§ **INSTRUCTIONS TO FOLLOW**
Count the lines of the records below that contain the string "positive", matching case exactly, and reply with only that number.

--- START ---

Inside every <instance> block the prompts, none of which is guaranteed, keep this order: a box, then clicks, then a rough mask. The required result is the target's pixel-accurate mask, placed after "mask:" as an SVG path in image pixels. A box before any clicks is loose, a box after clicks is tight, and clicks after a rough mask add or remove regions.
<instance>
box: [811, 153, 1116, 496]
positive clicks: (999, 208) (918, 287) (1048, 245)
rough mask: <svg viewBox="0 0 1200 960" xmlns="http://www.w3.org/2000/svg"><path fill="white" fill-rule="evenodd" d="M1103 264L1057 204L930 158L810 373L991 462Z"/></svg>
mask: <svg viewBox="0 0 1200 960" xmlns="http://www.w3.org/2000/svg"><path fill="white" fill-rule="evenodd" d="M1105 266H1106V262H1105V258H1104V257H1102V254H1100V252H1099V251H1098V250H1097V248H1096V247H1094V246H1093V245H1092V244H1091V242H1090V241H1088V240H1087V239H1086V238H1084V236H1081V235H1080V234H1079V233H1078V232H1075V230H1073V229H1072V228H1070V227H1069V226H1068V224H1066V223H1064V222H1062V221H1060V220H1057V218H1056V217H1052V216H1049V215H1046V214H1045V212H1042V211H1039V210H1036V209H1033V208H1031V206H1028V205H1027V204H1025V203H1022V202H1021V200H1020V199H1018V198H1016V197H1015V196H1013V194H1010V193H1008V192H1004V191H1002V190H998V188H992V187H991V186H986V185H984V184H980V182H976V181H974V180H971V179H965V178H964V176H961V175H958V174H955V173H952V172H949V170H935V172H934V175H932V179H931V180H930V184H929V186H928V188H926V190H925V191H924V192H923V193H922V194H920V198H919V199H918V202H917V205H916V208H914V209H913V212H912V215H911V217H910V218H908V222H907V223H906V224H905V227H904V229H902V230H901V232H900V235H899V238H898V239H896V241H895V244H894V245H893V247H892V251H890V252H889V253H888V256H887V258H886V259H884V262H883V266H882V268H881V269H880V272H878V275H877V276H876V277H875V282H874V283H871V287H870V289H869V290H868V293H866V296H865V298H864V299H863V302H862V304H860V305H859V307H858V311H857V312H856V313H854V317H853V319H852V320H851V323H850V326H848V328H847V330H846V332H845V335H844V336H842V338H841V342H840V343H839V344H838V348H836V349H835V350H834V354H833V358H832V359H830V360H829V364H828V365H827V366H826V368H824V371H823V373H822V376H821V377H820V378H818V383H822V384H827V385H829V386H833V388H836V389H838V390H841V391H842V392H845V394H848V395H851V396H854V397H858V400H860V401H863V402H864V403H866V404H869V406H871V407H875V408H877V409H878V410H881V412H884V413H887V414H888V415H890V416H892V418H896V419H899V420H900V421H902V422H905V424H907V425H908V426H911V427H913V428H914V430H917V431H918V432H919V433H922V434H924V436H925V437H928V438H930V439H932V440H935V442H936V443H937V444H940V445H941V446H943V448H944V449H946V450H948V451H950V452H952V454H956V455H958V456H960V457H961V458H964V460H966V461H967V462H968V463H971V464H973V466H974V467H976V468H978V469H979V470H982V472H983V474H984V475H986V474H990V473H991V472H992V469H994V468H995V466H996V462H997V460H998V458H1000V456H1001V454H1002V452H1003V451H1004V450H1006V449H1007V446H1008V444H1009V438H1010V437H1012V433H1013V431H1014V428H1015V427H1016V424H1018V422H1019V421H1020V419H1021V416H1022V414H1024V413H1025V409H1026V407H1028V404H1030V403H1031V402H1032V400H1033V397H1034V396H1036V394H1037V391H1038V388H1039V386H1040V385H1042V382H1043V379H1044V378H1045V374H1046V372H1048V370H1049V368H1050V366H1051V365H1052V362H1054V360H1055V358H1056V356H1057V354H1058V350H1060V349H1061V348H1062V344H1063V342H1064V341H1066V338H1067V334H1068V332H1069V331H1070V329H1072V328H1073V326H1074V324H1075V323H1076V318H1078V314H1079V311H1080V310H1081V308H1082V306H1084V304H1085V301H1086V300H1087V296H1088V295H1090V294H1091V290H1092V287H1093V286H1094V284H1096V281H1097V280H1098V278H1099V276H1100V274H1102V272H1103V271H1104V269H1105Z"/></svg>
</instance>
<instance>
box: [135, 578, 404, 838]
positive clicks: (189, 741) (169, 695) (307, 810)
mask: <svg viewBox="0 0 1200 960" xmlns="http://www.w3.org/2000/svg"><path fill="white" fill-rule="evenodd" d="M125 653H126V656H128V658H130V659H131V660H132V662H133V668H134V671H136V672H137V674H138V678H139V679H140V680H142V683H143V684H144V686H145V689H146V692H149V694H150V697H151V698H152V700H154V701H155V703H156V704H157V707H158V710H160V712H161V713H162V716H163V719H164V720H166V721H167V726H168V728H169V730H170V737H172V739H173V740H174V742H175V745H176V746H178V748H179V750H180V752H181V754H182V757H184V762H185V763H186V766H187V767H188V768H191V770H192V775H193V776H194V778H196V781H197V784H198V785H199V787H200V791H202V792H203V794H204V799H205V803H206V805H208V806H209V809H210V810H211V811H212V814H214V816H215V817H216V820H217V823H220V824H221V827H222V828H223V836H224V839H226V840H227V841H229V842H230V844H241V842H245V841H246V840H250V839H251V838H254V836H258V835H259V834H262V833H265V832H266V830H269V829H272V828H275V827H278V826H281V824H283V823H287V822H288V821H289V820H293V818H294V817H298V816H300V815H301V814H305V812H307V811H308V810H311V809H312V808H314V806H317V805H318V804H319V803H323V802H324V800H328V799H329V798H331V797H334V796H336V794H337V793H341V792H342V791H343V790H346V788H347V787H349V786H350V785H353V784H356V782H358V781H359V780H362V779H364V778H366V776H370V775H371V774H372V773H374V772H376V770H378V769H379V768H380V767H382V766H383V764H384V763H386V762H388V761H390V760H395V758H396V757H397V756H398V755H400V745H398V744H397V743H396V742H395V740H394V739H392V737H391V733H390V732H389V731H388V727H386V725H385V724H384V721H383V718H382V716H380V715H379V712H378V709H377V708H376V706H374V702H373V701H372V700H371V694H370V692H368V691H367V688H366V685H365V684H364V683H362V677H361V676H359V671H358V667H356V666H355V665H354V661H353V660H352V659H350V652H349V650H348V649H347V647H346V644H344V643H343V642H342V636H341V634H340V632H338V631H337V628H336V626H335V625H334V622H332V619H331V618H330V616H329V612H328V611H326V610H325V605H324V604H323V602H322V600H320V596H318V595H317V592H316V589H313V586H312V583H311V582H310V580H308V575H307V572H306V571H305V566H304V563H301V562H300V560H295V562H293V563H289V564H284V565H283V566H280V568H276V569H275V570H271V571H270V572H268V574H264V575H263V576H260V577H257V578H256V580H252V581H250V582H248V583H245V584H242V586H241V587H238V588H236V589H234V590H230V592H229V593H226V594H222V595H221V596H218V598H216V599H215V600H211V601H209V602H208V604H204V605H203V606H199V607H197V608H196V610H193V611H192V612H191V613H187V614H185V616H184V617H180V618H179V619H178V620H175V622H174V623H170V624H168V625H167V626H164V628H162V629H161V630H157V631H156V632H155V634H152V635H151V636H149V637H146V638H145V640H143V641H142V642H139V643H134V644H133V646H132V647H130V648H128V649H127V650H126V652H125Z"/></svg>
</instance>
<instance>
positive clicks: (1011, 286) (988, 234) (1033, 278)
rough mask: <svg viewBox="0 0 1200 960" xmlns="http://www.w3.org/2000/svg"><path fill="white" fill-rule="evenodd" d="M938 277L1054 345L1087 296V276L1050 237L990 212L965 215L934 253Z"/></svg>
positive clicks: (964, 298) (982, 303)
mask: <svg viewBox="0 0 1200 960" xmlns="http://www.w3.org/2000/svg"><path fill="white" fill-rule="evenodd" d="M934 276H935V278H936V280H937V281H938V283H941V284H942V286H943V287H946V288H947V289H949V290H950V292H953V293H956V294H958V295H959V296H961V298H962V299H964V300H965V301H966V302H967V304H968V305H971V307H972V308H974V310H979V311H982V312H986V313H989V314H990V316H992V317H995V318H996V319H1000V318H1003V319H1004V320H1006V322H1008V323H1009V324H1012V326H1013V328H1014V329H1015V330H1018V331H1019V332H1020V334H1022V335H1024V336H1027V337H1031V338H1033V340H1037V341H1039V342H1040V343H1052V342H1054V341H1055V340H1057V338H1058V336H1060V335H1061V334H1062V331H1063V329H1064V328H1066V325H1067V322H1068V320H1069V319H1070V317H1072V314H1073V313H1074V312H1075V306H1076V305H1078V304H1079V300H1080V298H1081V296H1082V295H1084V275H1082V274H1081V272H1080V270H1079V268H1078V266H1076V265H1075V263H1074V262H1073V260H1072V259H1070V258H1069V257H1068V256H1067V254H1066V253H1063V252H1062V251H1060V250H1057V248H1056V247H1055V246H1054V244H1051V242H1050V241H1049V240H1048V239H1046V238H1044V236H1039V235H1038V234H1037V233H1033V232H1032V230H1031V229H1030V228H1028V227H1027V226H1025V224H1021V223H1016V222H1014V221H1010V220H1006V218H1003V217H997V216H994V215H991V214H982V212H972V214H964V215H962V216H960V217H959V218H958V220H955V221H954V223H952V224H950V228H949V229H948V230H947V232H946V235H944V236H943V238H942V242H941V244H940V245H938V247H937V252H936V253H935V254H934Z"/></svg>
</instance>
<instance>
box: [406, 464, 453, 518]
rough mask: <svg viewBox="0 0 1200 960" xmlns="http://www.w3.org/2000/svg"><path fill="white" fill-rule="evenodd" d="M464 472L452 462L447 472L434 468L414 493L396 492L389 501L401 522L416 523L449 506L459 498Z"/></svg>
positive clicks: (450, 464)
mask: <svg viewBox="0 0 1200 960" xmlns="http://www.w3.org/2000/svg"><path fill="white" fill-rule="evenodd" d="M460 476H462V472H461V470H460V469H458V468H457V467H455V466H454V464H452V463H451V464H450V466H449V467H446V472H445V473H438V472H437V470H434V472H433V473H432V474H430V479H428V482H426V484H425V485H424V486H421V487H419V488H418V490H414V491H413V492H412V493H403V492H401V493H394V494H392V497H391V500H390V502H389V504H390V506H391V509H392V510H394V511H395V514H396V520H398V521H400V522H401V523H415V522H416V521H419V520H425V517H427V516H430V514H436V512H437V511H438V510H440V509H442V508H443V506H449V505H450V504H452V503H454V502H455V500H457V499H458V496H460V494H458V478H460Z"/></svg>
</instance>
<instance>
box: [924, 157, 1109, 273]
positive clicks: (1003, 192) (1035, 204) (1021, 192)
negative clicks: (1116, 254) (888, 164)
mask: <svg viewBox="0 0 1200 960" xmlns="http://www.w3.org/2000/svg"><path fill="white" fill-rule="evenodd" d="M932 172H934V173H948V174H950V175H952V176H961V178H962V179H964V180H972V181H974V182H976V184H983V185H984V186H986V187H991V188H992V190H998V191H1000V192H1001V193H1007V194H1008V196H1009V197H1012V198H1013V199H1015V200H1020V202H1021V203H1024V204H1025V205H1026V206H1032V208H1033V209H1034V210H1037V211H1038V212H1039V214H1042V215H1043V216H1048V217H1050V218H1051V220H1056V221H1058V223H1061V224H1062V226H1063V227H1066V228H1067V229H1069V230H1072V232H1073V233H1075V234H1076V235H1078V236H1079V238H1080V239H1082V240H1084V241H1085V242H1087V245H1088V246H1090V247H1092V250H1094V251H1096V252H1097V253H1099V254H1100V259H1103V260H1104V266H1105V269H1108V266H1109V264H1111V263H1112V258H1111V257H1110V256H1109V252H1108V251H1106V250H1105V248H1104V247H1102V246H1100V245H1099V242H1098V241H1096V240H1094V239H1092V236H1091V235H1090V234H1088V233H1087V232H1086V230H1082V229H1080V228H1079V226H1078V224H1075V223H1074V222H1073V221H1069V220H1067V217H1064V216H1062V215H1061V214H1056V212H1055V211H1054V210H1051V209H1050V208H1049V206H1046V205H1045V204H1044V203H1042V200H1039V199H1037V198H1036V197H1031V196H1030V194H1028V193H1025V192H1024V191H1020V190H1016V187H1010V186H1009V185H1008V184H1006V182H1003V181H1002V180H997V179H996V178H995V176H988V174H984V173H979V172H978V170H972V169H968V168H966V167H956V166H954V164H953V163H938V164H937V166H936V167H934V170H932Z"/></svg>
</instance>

--- END ---

§ **EXERCISE SOLUTION**
6